■ EXCERPT TO READ
*** Begin section ***

All authorities responsible for the development and provision of services for disabled persons should give attention to staff matters, particularly to recruitment and training.

The training of community-based workers in the early detection of impairment, the provision of primary assistance and referral to appropriate facilities, and follow-up, are vital, as well as the training of medical teams and other personnel at referral centres. Whenever possible, these should be integrated into such related services as primary health care, schools and community development programmes. Member States should develop and intensify training for doctors which emphasizes the disabilities that can be produced by the indiscriminate use of some pharmaceutical products. Sale of proprietary/patent drugs whose unsupervised use could, in the long term, pose personal and public health hazards should be restricted.

If services related to mental and physical disabilities are to reach a growing number of disabled persons who receive none at present, it is necessary to provide them through various types of health and social workers in the local communities. Some of their activities are already related to prevention and to services for disabled persons. They will need special guidance and instruction, for instance, on simple rehabilitation measures and techniques to be used by disabled persons and their families. Guidance might be given by rehabilitation professionals at the community or district level, according to the area covered Special training will be necessary for the professionals at the peripheral level who would be responsible for the supervision of local programmes for persons with a disability and for contact with rehabilitation and other services available in the region.

*** End section ***

■ EXCERPTED DATA

*** Begin section ***

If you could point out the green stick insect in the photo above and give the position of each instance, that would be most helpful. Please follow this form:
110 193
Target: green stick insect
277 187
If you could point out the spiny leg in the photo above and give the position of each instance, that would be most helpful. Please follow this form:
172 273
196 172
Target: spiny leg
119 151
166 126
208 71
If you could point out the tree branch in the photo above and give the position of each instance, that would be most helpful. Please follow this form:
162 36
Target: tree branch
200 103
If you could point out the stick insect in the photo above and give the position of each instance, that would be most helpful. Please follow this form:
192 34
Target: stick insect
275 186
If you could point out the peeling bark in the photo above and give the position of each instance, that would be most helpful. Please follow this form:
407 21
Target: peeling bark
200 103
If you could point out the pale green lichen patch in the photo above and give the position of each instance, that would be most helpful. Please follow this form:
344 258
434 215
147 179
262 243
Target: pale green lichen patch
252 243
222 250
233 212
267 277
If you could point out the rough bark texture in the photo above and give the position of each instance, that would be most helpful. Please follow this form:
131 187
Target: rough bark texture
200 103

*** End section ***

■ COMPLETE THE FOLLOWING
A) Reproduce verbatim the part of the passage above on staff training for disability services that opens with the words containing "If services related" and closes with "in the region.".
B) Carry the passage above on staff training for disability services forward from its last sentence, writing the section that would come next.

■ OUTPUTS BY TASK
A)
If services related to mental and physical disabilities are to reach a growing number of disabled persons who receive none at present, it is necessary to provide them through various types of health and social workers in the local communities. Some of their activities are already related to prevention and to services for disabled persons. They will need special guidance and instruction, for instance, on simple rehabilitation measures and techniques to be used by disabled persons and their families. Guidance might be given by rehabilitation professionals at the community or district level, according to the area covered Special training will be necessary for the professionals at the peripheral level who would be responsible for the supervision of local programmes for persons with a disability and for contact with rehabilitation and other services available in the region.

B)
Member States should ensure that community workers receive, in addition to specialized knowledge and skills, comprehensive information concerning the social, nutritional, medical, educational and vocational needs of disabled persons. Community workers, with adequate training and supervision, can provide most services needed by disabled persons and can be a valuable asset in overcoming personnel shortages. Their training should include appropriate information on contraceptive technology and planned parenthood. Volunteers can also provide very useful services and other forms of support. Greater emphasis should be placed on expanding the knowledge, capabilities and responsibilities of providers of other services who are already at work in the community in related fields, such as teachers, social workers, professional auxiliary health service personnel, administrators, government planners, community leaders, clergy and family counsellors. Individuals working in service programmes for disabled persons should be trained to understand the reasons for, and importance of, seeking, stimulating and assisting the full participation of disabled persons and their families in decisions concerning care, treatment, rehabilitation and subsequent living and employment arrangements.

Special teacher training is a dynamic field, and wherever possible it should take place in the country in which the education is to be used, or at least in a place where the cultural background and level of development are not too different.

A prerequisite for successful integration is the provision of appropriate teacher-training programmes, for both ordinary teachers and special teachers. The concept of integrated education should be reflected in teacher-training programmes.

When training special teachers, it is important to cover as wide a spectrum as possible, since in many developing countries the special teacher will be a multi-disciplinary team on his own. It should be noted that a high level of training is not always necessary or desirable, and that the vast majority of personnel come from the middle and lower levels of training.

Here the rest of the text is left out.